In 2015 I led pretty comfortable life. I had recently moved from a house I rented in Boulder right off the Pearl Street Mall. It was just a few blocks from where I worked as a startup cofounder, and I hardly ever left town in the year I lived there. Boulder isn’t terrible, but it’s small, and I felt penned in.
Now I lived in downtown Denver. The new commute to the office was, surprisingly, a complete non-issue. I would get on the bus a few blocks from home, and get off a few blocks from the office. The entire ride I could read or attach my laptop to my phone’s hotspot and crank out some work. The buses ran every ten minutes, so there was no wait, and no frustration.
The new Denver apartment was great. Decent view, great location. Lots of bars and restaurants within walking distance, and the central transit station opens up your dining choices to the whole metro area. The apartment itself was brand new, so no more struggles with air conditioning, or leaking ceilings, or expensive utilities. No Boulder bullshit about composting. I had a few neighbor-noise issues, but nothing compared to being near Pearl Street Mall. Soon we were in an almost luxurious routine, every evening involving either my girlfriend’s excellent cooking and and my homemade cocktails, or us exploring a new restaurant and new cuisine.

........

§ **SET EXERCISE A**: Put the listing into a two-column CSV with the headers "prompt" and "reply", one row per request holding its text and its answer, each in a single quoted field with line breaks replaced by spaces. Start at the listing line containing "Can you find the beige", continue through the last line of the listing, and leave out the pictures.
The essay and the listing that comes after it are unrelated material.

§ **Records from a data source**:
........

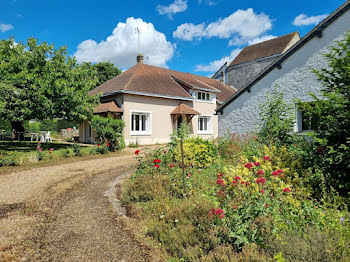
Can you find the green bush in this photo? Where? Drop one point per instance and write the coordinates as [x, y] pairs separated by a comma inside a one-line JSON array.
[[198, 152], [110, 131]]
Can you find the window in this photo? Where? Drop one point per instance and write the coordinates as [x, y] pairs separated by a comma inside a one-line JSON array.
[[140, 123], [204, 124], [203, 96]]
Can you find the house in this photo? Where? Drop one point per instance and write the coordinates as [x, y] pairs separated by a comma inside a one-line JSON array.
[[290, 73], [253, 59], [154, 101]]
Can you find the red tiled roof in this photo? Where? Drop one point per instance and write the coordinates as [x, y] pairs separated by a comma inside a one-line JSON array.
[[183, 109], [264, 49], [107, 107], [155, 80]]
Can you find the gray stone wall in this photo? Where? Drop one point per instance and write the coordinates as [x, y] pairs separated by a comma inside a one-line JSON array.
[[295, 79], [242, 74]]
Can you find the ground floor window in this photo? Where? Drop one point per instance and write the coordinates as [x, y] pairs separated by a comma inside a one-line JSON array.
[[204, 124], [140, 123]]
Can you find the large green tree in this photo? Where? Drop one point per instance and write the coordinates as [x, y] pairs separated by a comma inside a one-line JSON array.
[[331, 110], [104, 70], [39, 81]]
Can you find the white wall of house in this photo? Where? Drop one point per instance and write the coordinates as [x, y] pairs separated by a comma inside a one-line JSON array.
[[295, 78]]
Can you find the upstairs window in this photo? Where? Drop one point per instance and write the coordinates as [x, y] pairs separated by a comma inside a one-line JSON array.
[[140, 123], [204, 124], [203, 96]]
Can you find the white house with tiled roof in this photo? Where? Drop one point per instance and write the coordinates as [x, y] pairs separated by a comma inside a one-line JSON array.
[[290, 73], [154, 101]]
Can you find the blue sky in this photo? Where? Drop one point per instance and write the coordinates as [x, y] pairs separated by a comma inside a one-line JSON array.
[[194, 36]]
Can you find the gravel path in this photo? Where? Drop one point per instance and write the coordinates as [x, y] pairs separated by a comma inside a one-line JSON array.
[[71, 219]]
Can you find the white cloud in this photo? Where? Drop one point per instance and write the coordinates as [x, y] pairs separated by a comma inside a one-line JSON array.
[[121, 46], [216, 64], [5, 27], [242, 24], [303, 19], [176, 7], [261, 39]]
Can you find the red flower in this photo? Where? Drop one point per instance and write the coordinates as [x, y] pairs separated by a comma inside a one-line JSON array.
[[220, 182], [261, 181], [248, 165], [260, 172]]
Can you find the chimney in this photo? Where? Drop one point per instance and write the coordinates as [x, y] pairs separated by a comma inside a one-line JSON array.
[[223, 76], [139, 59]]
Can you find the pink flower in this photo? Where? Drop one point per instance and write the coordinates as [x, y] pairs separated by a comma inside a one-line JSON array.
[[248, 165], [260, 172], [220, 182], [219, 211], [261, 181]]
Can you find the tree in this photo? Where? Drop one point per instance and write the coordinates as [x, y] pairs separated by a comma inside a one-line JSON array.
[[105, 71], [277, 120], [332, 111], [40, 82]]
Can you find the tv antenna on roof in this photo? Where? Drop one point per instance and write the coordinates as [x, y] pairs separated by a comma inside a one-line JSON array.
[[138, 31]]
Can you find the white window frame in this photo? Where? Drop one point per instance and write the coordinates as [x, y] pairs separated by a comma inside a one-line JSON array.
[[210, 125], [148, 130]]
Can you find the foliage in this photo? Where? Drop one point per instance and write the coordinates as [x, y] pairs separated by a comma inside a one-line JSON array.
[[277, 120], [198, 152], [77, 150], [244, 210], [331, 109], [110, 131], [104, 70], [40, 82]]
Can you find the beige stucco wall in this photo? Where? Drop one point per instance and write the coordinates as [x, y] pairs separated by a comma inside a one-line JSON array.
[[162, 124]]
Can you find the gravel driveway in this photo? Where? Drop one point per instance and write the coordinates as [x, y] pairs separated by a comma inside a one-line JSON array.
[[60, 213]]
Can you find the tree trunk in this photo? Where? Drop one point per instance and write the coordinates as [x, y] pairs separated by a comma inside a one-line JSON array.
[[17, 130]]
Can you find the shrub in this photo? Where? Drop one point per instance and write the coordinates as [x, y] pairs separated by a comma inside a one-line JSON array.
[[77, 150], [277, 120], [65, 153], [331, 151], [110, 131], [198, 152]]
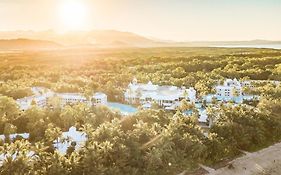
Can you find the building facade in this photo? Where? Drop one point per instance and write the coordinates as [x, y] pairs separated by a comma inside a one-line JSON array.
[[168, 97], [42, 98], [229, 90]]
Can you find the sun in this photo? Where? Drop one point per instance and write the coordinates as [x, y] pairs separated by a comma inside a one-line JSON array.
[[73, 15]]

........

§ **SET EXERCISE B**: In the essay about moving from Boulder to Denver, how often did the buses run?

§ **CORRECT RESPONSE A**:
prompt,reply
"Can you find the beige stucco wall in this photo? Where? Drop one point per instance and write the coordinates as [x, y] pairs separated by a comma inside a one-line JSON array.","[[162, 124]]"
"Can you find the gravel driveway in this photo? Where? Drop one point per instance and write the coordinates as [x, y] pairs separated by a comma inside a one-line JSON array.","[[60, 213]]"
"Can you find the tree trunk in this photo? Where? Drop one point per instance and write the coordinates as [x, y] pairs separated by a comma inside a one-line JSON array.","[[17, 130]]"
"Can you find the shrub in this photo? Where? Drop one point per instance and write the coordinates as [x, y] pairs separated by a comma inside a one-line JSON array.","[[77, 150], [277, 120], [65, 153], [331, 151], [110, 131], [198, 152]]"
"Can you find the building facade in this photo? Where? Drop one point per instance and write the coordinates as [x, y] pairs separated by a comma inside a one-line JSON array.","[[168, 97], [42, 98], [229, 90]]"
"Can you find the sun in this photo? Where? Drop one point per instance and write the coordinates as [x, y] pairs separated by a comma inside a one-line JSON array.","[[73, 15]]"

§ **CORRECT RESPONSE B**: Every ten minutes.